§ What you will do
Determine how many lines in the listing below include "elderly", and answer with only that number.

§ Exercise material
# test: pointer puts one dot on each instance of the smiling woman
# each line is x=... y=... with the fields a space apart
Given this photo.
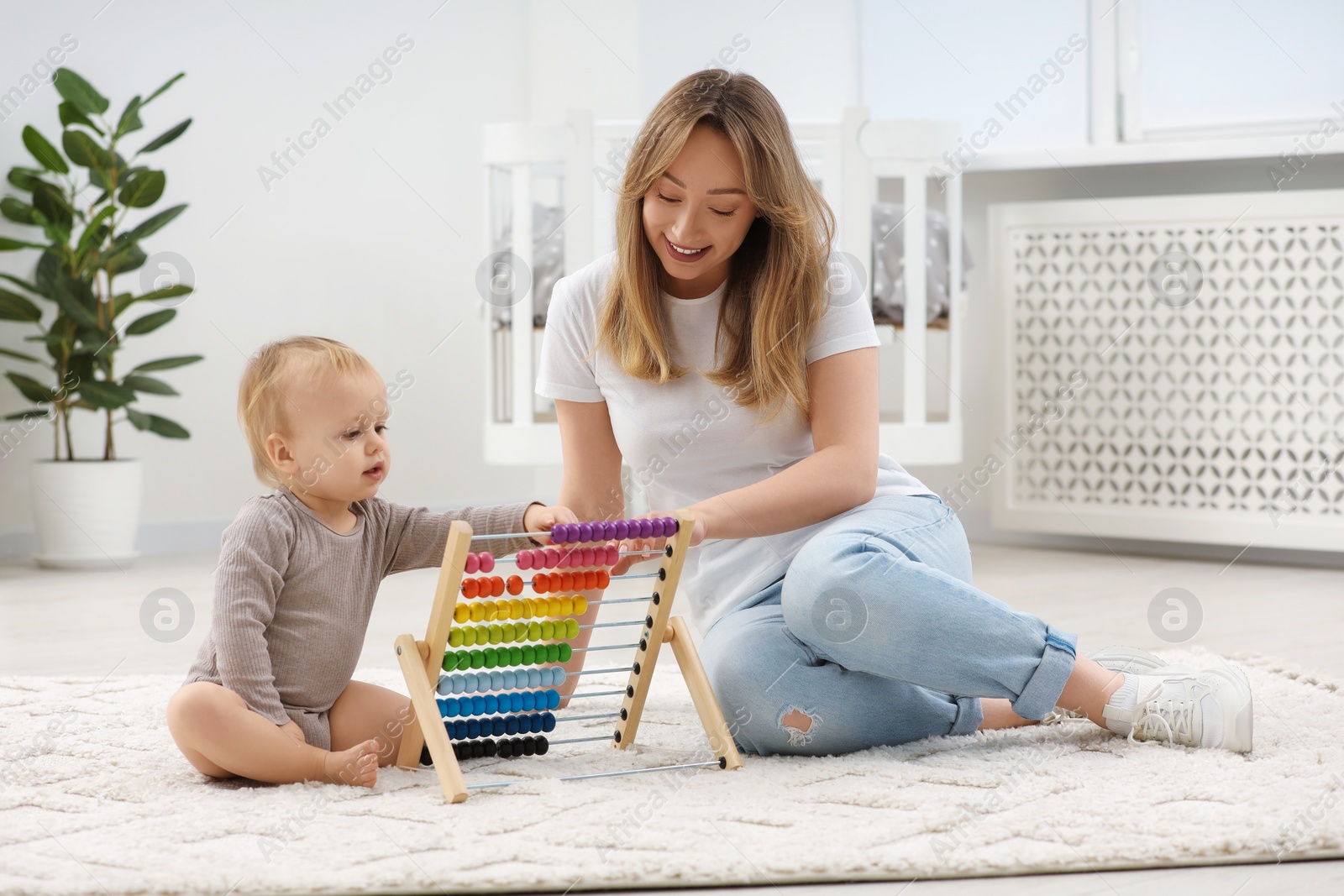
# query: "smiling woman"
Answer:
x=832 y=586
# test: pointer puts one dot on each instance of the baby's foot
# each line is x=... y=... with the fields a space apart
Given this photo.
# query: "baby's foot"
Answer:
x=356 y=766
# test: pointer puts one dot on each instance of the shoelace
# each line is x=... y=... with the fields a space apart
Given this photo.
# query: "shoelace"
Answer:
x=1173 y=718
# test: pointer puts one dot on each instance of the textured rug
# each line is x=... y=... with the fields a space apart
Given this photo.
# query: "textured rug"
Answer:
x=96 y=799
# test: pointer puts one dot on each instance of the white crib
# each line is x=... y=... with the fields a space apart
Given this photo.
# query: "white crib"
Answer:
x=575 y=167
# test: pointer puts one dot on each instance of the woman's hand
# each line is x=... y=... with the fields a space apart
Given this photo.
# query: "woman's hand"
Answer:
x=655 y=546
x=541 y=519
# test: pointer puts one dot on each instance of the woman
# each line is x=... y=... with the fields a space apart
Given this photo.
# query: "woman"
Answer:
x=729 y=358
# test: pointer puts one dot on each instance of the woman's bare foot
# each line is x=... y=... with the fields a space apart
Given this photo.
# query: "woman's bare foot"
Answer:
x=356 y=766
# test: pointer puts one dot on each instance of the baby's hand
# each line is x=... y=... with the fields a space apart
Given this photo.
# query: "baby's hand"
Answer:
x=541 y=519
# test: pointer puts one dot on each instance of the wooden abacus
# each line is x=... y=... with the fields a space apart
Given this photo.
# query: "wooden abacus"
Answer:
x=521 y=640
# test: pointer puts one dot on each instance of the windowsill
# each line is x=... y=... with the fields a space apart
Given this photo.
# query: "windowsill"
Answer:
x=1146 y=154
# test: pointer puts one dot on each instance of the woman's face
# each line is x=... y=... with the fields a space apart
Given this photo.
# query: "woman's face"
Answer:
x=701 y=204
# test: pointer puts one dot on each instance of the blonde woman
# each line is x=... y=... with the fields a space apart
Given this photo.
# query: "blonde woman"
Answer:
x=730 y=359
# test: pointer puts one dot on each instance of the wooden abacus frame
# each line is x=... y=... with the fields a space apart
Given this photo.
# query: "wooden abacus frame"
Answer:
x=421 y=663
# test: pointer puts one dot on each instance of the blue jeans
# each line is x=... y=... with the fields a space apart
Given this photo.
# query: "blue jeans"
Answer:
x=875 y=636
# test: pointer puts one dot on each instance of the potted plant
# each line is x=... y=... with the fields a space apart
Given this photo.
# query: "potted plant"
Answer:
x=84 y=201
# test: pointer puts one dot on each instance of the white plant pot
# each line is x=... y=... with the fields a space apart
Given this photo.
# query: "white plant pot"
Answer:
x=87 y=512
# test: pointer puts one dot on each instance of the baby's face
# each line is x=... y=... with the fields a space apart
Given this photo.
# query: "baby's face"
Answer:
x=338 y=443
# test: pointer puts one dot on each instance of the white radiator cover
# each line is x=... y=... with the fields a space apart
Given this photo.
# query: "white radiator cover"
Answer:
==
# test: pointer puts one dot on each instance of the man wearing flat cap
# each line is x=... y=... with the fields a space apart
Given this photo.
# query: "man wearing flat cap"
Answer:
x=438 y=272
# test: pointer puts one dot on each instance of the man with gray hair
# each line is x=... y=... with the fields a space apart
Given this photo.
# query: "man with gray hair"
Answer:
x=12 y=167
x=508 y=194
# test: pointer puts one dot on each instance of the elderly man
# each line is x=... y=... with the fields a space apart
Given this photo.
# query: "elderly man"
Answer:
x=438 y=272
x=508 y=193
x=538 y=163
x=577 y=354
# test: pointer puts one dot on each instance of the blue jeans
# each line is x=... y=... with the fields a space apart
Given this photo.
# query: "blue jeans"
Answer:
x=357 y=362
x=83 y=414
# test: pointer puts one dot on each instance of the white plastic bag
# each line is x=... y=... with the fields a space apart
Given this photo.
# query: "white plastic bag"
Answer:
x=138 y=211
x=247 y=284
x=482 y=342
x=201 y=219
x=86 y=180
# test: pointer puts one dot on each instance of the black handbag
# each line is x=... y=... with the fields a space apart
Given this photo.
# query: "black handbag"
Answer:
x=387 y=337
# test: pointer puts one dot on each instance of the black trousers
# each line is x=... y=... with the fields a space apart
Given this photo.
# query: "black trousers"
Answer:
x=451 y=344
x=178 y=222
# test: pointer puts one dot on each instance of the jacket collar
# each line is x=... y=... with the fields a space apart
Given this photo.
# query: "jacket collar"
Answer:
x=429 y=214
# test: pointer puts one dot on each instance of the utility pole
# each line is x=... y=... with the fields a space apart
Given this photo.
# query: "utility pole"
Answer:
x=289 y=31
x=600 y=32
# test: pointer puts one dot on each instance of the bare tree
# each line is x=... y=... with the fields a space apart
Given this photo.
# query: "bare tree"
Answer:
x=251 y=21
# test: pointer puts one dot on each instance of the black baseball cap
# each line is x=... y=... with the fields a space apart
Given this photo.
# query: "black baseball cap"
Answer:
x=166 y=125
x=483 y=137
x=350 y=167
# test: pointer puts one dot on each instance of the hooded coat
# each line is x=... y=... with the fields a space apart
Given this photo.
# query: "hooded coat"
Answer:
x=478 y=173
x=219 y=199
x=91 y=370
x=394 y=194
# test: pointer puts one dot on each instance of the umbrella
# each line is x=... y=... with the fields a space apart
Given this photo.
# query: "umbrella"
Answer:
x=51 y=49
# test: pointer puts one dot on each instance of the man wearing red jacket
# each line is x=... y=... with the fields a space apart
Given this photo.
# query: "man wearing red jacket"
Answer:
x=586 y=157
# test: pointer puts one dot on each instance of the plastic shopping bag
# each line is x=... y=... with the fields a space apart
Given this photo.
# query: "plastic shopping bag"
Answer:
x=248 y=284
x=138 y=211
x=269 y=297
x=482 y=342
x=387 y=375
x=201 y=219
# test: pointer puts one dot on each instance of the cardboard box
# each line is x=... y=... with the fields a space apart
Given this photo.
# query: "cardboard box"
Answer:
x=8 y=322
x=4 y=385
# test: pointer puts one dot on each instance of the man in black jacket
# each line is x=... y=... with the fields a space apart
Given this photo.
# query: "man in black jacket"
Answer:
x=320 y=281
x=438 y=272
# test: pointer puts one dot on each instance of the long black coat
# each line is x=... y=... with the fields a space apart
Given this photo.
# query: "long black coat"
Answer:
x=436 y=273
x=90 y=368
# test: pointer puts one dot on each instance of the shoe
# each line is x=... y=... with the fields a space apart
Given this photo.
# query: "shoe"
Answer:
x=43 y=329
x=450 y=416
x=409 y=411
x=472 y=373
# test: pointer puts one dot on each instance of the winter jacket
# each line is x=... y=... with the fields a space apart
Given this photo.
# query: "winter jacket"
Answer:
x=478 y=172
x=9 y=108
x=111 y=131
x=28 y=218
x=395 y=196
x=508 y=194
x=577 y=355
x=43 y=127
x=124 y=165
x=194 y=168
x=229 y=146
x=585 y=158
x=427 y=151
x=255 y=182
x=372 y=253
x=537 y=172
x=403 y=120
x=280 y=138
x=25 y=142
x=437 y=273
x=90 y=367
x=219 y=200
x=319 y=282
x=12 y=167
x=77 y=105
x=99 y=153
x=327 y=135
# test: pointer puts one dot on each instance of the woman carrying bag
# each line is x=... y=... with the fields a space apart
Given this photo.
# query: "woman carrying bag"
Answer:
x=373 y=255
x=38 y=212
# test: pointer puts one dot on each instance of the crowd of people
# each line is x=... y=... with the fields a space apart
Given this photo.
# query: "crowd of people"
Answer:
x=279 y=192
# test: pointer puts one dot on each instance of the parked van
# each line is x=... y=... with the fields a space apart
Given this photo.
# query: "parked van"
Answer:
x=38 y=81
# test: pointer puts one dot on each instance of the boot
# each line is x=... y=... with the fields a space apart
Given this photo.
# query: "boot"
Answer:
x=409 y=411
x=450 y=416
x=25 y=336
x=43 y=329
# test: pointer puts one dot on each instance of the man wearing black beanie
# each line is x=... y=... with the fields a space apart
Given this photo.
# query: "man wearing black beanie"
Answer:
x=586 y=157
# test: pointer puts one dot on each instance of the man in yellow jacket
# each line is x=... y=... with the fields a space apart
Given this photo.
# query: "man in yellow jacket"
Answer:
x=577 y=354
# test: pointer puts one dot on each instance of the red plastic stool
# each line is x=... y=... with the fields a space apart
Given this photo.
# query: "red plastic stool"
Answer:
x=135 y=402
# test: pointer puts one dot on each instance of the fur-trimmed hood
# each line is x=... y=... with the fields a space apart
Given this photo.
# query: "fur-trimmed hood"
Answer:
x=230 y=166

§ The completed task
2